GIVEN ENTRIES:
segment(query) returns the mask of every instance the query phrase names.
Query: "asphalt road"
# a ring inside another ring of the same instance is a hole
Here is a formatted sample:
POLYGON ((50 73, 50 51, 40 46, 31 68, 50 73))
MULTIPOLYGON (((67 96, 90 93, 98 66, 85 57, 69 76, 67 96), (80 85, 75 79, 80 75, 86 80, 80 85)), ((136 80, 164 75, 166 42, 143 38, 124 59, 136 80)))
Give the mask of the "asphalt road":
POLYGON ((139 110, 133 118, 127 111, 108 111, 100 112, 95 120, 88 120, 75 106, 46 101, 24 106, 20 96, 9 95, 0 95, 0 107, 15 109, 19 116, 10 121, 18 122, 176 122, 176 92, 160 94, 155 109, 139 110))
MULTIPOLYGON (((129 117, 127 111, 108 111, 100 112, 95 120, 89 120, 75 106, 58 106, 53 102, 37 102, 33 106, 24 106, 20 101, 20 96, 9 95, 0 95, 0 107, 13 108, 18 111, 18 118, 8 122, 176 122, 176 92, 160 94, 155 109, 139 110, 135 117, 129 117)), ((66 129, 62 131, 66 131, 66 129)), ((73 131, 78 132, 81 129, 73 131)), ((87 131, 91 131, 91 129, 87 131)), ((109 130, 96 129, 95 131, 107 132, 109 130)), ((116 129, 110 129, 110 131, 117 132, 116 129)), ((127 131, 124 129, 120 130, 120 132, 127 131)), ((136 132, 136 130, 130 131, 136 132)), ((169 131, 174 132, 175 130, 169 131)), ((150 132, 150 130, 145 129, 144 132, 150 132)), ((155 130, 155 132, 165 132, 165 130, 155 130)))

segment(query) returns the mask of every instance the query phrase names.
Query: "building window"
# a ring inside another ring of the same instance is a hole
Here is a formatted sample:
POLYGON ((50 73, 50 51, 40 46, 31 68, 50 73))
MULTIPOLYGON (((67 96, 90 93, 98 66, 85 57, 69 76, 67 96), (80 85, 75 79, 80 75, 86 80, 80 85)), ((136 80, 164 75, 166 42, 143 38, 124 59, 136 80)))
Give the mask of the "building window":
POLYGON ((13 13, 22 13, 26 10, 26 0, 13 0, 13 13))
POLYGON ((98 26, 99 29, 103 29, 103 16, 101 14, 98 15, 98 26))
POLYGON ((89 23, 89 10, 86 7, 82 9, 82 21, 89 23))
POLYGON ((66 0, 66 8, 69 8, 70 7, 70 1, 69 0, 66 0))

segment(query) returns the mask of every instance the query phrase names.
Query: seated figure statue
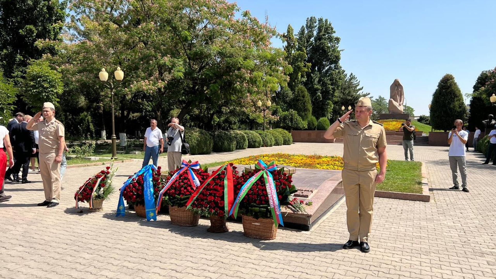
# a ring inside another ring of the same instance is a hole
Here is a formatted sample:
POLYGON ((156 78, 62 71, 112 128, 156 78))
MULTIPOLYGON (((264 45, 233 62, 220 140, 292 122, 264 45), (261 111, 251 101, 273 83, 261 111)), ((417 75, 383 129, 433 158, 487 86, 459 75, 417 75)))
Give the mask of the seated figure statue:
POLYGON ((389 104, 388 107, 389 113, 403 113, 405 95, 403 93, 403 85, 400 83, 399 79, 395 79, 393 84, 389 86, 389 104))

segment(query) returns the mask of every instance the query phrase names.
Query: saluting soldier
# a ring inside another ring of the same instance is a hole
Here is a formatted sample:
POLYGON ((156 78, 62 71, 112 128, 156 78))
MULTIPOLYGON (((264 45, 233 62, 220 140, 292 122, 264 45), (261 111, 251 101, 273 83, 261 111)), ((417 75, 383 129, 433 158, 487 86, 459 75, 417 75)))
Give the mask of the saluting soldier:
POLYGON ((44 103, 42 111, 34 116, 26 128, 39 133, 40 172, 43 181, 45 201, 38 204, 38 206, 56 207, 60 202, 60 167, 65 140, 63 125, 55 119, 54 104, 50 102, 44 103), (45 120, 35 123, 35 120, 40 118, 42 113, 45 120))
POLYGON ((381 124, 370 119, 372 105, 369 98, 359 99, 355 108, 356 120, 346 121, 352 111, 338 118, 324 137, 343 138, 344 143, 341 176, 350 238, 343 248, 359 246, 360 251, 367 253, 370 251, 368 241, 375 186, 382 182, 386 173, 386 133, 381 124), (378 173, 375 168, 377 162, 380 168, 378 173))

--

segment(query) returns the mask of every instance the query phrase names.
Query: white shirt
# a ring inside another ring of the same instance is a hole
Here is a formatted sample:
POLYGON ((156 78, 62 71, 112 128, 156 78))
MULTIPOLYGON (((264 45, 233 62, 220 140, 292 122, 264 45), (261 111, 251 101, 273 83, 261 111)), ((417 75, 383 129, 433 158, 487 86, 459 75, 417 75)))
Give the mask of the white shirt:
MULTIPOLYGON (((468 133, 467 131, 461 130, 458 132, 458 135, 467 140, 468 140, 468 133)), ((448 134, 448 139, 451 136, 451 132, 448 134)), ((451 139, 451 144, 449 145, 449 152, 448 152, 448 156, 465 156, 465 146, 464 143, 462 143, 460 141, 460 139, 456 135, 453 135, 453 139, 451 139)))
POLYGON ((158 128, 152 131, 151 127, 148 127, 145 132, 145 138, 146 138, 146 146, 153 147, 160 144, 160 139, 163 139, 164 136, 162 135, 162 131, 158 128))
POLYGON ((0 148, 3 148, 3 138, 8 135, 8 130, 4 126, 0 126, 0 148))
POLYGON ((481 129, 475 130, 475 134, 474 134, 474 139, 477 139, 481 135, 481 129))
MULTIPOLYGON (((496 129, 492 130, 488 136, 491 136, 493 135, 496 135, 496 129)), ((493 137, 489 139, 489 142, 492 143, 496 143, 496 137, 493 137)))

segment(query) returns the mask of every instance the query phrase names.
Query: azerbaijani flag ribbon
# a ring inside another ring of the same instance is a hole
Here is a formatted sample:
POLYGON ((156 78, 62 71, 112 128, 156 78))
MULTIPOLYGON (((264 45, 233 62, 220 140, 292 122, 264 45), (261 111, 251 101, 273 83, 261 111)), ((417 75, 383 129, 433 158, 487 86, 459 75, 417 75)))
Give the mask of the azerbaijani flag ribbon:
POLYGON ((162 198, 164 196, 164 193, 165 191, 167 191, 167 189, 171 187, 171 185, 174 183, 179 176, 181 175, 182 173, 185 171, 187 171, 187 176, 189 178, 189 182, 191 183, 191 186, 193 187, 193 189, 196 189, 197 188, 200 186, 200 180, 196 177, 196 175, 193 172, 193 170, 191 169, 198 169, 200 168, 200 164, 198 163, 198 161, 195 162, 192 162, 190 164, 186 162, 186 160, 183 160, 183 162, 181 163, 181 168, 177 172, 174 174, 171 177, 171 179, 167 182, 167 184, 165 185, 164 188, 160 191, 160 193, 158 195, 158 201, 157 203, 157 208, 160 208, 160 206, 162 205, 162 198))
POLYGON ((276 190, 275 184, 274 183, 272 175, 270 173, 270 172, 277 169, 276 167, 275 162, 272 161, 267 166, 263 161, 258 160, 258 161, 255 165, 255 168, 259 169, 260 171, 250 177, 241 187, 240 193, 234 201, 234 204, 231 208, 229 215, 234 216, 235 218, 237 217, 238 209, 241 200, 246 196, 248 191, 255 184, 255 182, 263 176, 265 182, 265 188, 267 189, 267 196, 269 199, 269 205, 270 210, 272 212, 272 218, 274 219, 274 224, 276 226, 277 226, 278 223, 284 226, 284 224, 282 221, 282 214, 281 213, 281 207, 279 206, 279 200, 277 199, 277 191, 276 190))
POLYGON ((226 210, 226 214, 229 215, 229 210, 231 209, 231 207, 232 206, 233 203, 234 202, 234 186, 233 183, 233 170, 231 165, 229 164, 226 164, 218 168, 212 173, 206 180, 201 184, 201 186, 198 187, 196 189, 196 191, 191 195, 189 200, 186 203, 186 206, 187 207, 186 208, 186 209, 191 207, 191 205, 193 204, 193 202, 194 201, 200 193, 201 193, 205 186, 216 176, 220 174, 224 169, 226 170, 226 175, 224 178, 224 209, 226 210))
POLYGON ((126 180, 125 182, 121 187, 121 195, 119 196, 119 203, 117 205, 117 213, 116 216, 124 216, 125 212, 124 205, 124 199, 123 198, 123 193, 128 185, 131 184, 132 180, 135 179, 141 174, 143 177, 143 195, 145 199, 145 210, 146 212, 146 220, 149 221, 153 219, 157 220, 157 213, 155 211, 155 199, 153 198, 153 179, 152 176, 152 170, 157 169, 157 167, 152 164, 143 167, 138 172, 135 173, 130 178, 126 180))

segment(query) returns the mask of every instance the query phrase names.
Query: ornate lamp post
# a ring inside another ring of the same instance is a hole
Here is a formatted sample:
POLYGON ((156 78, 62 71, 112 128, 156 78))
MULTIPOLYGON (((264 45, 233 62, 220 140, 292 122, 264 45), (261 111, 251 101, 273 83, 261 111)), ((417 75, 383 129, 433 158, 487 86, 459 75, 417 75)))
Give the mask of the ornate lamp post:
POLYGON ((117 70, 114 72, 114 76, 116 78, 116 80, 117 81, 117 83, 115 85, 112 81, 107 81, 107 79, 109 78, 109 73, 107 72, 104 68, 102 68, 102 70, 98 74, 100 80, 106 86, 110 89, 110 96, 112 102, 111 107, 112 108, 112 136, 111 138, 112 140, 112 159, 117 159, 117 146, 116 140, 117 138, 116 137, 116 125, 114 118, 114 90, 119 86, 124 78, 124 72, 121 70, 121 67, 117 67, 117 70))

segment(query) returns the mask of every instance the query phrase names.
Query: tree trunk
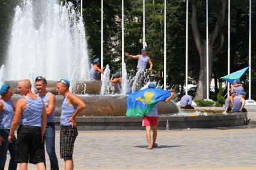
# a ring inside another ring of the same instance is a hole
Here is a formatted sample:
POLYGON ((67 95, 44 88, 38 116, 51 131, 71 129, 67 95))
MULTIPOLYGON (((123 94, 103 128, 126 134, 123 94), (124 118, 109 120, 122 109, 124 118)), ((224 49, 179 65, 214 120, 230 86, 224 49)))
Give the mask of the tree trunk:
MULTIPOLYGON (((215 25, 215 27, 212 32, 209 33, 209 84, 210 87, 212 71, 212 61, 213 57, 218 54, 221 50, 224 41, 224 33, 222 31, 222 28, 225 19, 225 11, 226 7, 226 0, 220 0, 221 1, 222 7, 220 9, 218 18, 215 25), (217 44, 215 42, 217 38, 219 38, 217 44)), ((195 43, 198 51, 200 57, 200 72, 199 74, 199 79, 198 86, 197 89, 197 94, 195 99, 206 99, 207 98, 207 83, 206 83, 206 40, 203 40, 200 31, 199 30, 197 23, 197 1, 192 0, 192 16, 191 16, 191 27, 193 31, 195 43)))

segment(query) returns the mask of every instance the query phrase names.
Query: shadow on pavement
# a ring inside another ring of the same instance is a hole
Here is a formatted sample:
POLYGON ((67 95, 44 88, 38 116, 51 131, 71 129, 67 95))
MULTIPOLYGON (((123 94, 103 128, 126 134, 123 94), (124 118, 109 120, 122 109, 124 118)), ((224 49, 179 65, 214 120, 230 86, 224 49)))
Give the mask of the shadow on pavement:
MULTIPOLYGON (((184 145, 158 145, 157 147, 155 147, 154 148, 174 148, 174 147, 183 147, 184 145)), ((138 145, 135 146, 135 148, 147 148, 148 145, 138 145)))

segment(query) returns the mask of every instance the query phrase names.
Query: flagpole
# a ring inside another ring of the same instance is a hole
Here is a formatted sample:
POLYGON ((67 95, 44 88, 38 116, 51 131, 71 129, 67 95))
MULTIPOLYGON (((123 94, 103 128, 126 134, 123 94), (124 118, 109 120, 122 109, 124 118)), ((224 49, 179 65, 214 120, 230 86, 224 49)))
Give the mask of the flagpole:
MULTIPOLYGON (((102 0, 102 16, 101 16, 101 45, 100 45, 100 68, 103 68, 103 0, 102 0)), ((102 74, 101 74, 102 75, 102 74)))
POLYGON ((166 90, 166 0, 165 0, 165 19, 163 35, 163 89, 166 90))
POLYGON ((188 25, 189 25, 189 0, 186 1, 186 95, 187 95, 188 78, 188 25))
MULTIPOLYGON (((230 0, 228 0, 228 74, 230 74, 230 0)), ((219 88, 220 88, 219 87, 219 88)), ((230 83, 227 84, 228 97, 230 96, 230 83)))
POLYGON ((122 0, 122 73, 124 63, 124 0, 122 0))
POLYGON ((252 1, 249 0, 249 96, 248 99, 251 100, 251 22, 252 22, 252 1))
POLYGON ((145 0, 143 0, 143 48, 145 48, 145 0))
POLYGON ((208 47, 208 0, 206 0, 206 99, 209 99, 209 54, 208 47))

* * *

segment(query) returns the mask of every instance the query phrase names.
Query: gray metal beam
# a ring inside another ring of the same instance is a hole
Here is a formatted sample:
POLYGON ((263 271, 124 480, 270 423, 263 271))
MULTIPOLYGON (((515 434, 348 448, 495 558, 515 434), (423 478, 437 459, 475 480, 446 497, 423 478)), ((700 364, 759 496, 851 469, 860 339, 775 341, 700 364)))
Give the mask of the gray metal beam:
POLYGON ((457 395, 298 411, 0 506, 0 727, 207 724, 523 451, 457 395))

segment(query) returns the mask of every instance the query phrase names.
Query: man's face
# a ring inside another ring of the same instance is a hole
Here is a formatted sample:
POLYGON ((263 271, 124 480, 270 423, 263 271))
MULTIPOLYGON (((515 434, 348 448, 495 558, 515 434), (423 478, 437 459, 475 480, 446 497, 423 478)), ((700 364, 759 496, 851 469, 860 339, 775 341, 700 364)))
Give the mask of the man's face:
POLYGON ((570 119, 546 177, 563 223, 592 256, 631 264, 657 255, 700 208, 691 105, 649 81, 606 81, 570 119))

WHAT IS ASKED:
Collect every line from the listing above that contains the word "gray". Case counts.

RESULT FOR THIS EXERCISE:
Query: gray metal beam
Give the mask of the gray metal beam:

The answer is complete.